(INFORMATION begins)

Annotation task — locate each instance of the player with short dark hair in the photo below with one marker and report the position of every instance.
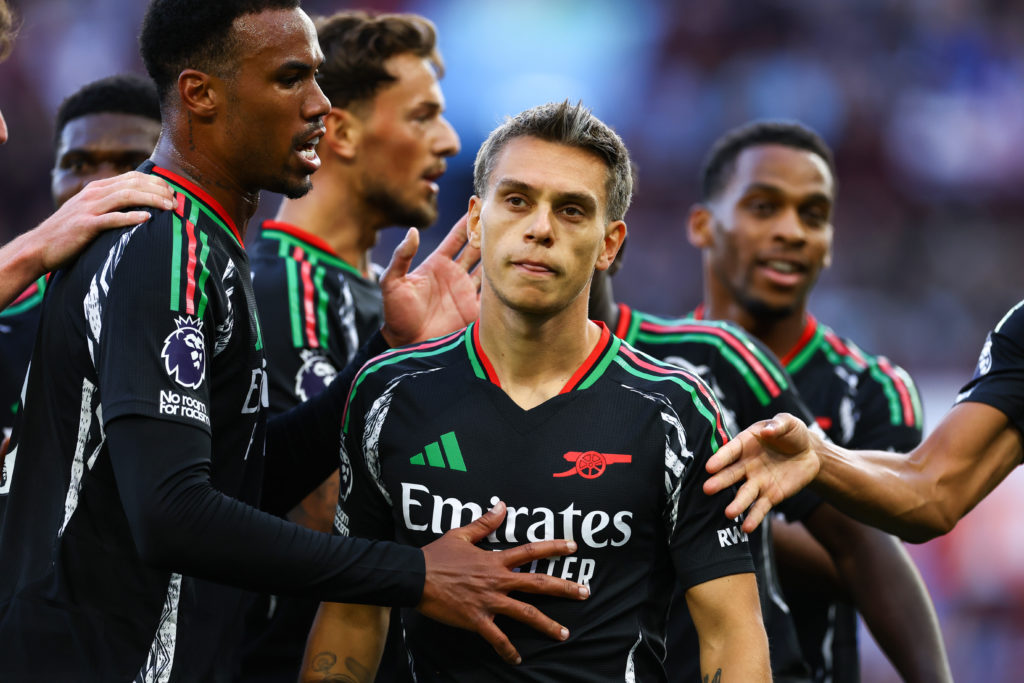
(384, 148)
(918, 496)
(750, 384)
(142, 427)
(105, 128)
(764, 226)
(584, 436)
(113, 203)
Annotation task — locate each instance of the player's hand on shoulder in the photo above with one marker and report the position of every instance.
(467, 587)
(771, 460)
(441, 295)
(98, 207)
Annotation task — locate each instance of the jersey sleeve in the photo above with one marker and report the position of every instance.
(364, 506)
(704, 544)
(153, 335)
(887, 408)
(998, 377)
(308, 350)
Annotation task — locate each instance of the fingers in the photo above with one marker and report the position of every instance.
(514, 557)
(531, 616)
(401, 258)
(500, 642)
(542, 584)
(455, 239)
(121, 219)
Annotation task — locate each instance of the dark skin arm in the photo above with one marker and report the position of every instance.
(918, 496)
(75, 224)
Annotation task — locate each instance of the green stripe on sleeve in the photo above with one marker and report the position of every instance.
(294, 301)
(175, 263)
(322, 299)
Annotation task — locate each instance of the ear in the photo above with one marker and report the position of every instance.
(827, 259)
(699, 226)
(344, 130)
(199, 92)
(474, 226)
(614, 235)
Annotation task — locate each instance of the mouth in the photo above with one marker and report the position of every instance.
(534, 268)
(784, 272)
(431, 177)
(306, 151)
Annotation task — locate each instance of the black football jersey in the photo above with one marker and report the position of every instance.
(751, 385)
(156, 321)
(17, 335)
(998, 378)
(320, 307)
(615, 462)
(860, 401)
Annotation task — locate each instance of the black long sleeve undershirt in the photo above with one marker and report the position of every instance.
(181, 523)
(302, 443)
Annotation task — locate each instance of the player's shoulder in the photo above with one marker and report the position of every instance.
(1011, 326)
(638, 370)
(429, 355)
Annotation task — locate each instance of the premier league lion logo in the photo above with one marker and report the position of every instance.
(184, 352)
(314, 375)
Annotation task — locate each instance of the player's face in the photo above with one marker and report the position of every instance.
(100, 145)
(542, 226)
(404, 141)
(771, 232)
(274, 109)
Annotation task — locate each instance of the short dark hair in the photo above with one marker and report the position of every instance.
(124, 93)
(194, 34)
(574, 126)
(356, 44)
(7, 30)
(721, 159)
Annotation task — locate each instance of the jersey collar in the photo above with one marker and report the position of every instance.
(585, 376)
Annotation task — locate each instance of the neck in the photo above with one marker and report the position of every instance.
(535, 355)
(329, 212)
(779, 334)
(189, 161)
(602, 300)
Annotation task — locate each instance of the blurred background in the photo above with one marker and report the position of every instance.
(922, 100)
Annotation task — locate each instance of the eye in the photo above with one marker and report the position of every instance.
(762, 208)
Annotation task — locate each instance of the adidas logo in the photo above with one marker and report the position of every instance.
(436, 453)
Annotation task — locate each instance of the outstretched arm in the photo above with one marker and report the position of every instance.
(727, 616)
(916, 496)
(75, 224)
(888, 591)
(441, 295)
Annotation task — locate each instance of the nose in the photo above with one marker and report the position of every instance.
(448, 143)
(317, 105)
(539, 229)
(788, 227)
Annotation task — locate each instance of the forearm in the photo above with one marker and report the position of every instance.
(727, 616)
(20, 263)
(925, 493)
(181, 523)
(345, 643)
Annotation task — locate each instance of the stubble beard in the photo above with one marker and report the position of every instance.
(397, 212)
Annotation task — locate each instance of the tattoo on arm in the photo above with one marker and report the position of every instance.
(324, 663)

(INFORMATION ends)
(INFORMATION begins)

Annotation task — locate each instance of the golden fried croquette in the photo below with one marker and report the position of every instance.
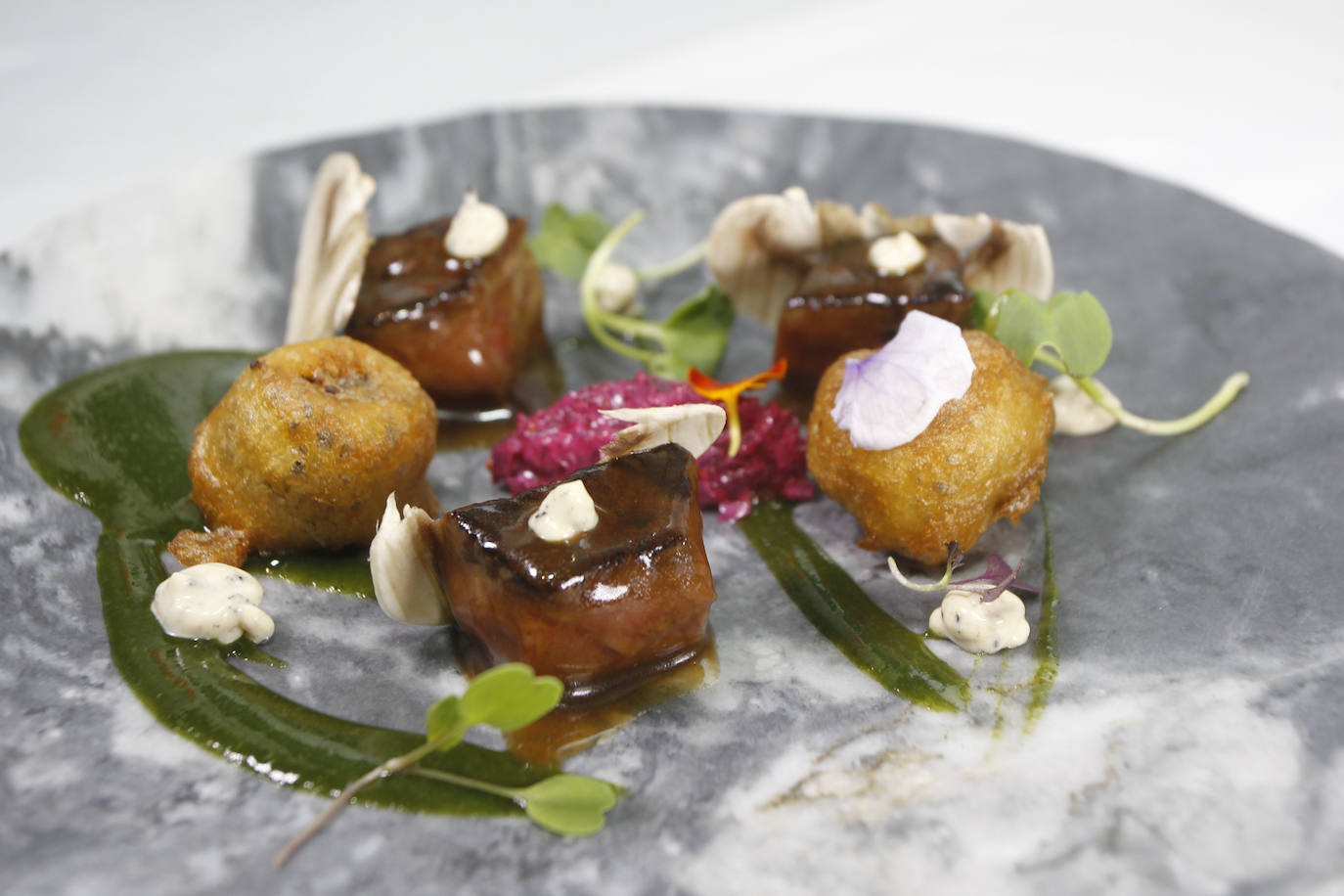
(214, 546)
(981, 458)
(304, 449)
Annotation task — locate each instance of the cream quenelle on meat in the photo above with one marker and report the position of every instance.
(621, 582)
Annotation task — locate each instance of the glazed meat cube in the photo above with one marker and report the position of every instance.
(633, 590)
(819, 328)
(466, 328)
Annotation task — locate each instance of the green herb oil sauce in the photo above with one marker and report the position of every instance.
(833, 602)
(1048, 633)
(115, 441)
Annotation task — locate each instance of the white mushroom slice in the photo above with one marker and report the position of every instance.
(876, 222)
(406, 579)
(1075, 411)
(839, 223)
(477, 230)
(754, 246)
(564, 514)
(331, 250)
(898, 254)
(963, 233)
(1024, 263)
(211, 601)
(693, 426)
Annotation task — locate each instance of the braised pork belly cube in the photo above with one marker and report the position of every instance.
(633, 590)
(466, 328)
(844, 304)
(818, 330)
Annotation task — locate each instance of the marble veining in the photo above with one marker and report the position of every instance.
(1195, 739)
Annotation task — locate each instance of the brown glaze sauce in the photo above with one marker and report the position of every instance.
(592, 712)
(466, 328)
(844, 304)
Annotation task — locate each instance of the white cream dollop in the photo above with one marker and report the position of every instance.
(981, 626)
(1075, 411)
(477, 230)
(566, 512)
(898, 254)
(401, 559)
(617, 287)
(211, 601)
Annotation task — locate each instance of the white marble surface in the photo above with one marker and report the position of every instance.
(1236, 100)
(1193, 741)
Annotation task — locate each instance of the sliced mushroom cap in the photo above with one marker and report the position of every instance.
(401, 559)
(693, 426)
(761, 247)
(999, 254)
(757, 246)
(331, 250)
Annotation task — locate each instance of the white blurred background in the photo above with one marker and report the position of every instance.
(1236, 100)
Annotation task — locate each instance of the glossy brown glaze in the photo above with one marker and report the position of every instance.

(INFORMATION ends)
(INFORMATION begins)

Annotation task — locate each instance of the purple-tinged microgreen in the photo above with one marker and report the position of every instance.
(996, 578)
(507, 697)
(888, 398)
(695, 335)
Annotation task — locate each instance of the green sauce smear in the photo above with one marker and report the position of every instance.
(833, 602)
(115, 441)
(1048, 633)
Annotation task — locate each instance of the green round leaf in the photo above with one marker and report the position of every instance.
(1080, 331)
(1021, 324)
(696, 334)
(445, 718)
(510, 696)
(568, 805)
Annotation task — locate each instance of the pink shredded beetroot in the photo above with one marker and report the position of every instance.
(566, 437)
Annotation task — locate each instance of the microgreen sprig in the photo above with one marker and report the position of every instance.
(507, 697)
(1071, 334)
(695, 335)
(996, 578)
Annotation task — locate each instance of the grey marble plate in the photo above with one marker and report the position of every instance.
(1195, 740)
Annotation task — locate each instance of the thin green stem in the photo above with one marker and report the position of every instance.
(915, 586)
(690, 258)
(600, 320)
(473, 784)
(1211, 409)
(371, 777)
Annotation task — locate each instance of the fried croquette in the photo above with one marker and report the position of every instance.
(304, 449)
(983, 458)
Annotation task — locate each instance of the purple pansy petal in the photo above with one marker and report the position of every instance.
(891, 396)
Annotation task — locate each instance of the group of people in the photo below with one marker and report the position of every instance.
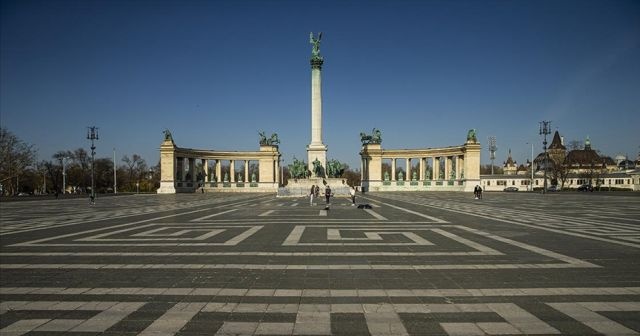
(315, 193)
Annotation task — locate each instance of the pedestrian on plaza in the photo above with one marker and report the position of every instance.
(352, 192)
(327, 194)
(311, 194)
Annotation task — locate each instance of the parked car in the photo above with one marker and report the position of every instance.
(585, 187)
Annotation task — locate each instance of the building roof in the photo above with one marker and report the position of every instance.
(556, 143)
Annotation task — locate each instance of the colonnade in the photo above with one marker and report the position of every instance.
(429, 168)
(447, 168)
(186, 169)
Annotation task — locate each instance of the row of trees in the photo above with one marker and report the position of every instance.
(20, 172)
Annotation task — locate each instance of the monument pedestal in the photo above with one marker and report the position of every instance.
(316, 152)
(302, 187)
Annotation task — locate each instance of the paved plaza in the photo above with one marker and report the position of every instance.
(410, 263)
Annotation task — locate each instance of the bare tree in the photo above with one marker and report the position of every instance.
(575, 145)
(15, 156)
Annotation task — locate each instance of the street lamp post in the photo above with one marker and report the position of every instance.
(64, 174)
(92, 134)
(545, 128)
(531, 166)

(INFORMATION ends)

DIRECTIONS:
Extract exactly and only the lines above from the line containing "Annotation task — locate each instance of the white blurred" through the line containing "Annotation task — locate each instance of the glossy", both end lines included.

SOLUTION FOR THIS EXERCISE:
Annotation task — locate each instance of the white blurred background in the photo above with one marker and report the position of every instance.
(1236, 100)
Annotation task — locate each instance of the glossy brown glaze in the photo above with one marker and report the position of every instance.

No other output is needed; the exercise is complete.